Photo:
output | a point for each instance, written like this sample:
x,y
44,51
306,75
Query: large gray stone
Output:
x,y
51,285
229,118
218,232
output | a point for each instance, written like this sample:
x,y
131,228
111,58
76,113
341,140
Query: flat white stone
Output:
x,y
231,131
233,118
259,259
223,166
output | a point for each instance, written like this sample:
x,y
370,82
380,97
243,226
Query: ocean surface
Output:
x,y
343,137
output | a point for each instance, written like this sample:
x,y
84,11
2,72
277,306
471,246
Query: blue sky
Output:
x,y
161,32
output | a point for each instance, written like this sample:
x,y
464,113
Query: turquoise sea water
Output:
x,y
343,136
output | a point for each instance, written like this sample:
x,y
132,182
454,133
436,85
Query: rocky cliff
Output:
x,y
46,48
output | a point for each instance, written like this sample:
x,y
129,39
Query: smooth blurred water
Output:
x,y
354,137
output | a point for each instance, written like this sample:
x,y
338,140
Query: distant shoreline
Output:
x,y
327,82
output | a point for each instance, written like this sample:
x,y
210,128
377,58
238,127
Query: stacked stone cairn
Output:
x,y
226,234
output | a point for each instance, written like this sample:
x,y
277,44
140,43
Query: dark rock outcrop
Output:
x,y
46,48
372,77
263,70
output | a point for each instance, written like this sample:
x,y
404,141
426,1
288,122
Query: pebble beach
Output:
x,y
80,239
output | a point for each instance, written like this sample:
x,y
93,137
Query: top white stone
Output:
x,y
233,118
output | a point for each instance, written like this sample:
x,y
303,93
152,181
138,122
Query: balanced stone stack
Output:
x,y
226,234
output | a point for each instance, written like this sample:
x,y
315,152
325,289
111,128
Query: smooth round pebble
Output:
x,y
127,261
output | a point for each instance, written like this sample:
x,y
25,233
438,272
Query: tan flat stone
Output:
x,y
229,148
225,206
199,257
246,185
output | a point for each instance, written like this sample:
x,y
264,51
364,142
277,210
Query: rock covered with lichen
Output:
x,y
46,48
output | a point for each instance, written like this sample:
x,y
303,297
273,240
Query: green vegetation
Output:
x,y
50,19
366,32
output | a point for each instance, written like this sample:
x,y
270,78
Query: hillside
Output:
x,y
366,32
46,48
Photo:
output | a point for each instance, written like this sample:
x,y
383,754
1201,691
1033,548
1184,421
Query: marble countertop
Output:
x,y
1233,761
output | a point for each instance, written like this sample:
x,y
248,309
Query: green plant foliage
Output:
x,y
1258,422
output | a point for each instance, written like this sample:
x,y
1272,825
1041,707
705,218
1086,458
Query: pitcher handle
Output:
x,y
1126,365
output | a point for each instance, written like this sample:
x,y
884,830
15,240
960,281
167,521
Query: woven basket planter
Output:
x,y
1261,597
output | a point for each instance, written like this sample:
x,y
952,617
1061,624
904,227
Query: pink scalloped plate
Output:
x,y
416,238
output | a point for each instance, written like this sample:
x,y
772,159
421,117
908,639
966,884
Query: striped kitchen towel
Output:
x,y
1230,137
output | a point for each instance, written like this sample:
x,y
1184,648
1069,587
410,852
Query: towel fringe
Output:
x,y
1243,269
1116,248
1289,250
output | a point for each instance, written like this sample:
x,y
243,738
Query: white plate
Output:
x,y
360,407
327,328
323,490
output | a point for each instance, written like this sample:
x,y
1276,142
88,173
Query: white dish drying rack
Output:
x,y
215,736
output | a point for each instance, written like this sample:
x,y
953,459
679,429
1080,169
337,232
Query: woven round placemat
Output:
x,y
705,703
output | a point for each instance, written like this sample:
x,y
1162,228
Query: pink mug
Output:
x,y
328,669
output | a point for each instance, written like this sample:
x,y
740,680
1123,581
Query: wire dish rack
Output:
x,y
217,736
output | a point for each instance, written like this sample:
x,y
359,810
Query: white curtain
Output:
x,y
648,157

TASK: Write out every entry again exactly, please, with nothing missing.

FINAL ANSWER:
Photo:
output | a point for each instance, written like this sample:
x,y
44,51
306,75
Query: large gray stone
Output:
x,y
51,285
229,118
218,232
output | a point for each instance, written like this sample:
x,y
131,228
111,58
76,113
341,140
Query: flat white stone
Output:
x,y
231,131
233,118
259,259
223,166
output | a point for each instance, written like this sample:
x,y
370,82
380,97
243,226
Query: ocean surface
Output:
x,y
343,137
output | a point for each instance, written like this sample:
x,y
84,11
2,72
277,306
471,246
Query: blue sky
Output:
x,y
161,32
output | a point for each instance, written like this sample:
x,y
464,113
Query: turquoise sea water
Output:
x,y
343,136
output | a point for each instance, written like this sample:
x,y
132,182
454,133
436,85
Query: rocky cliff
Output:
x,y
46,48
output | a point for each instance, written like this sample:
x,y
129,39
Query: smooth blurred water
Output:
x,y
354,137
output | a point for each instance, written like this sample:
x,y
338,140
Query: distant shoreline
Output:
x,y
327,82
output | a point for each instance, written like this sample:
x,y
210,128
377,58
238,127
Query: stacked stone cairn
Output:
x,y
226,234
output | a point for each instance, written like this sample:
x,y
277,44
140,43
Query: dark rock outcrop
Output:
x,y
46,48
372,77
263,70
output | a point for each instance, written like this sample:
x,y
404,141
426,1
288,122
Query: pebble beach
Output:
x,y
80,239
output | a point for each instance, written like this sample:
x,y
93,137
Query: top white stone
Output:
x,y
233,118
output | a point for each instance, written like this sample:
x,y
303,93
152,181
138,122
Query: balanced stone stack
Output:
x,y
226,234
output | a point for each instance, written like this sample:
x,y
315,152
325,289
111,128
Query: smooth round pebble
Output:
x,y
127,261
output | a point for each instance, written like this sample:
x,y
25,233
438,272
Query: tan flat stone
Output:
x,y
229,148
225,206
199,257
246,185
output | a point for each instance, written like this sample:
x,y
264,51
364,142
277,210
Query: rock covered with lichen
Output:
x,y
46,48
output | a point for each instance, written like this sample:
x,y
303,297
273,240
Query: green vegetation
Output:
x,y
50,19
366,32
output | a point for each instance, written like this sample:
x,y
270,78
Query: hillside
Output:
x,y
366,32
46,48
Photo:
output | a point for each instance, written like this sample:
x,y
383,754
1201,691
1033,548
1184,421
Query: marble countertop
Output:
x,y
1233,761
output | a point for each instance, written like this sample:
x,y
248,309
Query: green plant foliage
Output:
x,y
1258,422
output | a point for each instance, written like this sample:
x,y
1272,825
1041,707
705,218
1086,458
Query: pitcher handle
Output:
x,y
1126,365
output | a point for each instance, written like this sample:
x,y
884,830
15,240
960,281
167,521
Query: woven basket planter
Output:
x,y
1261,597
output | a point for each instance, written like this sample:
x,y
952,617
1061,624
904,227
Query: pink scalloped plate
Output:
x,y
416,238
output | a point for each instance, written like this sample:
x,y
772,159
421,117
908,639
966,884
Query: striped kitchen towel
Output:
x,y
1230,137
output | a point for each instance, written like this sample:
x,y
1184,648
1069,587
410,852
Query: towel fringe
Output:
x,y
1243,269
1116,248
1289,250
output | a point for each instance, written like this sample:
x,y
243,738
Query: white plate
Output:
x,y
360,407
327,328
323,490
output | a point for each instance, written like this sample:
x,y
1276,142
88,173
Query: white dish drying rack
Output:
x,y
215,736
output | a point for each instance, written like this sample:
x,y
953,459
679,429
1080,169
337,232
Query: woven round placemat
Output:
x,y
705,703
output | a point for each instance, written like this sample:
x,y
1162,228
Query: pink mug
Output:
x,y
328,669
output | a point for each instance, written like this sample:
x,y
740,680
1123,581
Query: wire dish rack
Output:
x,y
217,736
output | a point for each instance, written like this sample:
x,y
359,810
Query: white curtain
Output:
x,y
648,157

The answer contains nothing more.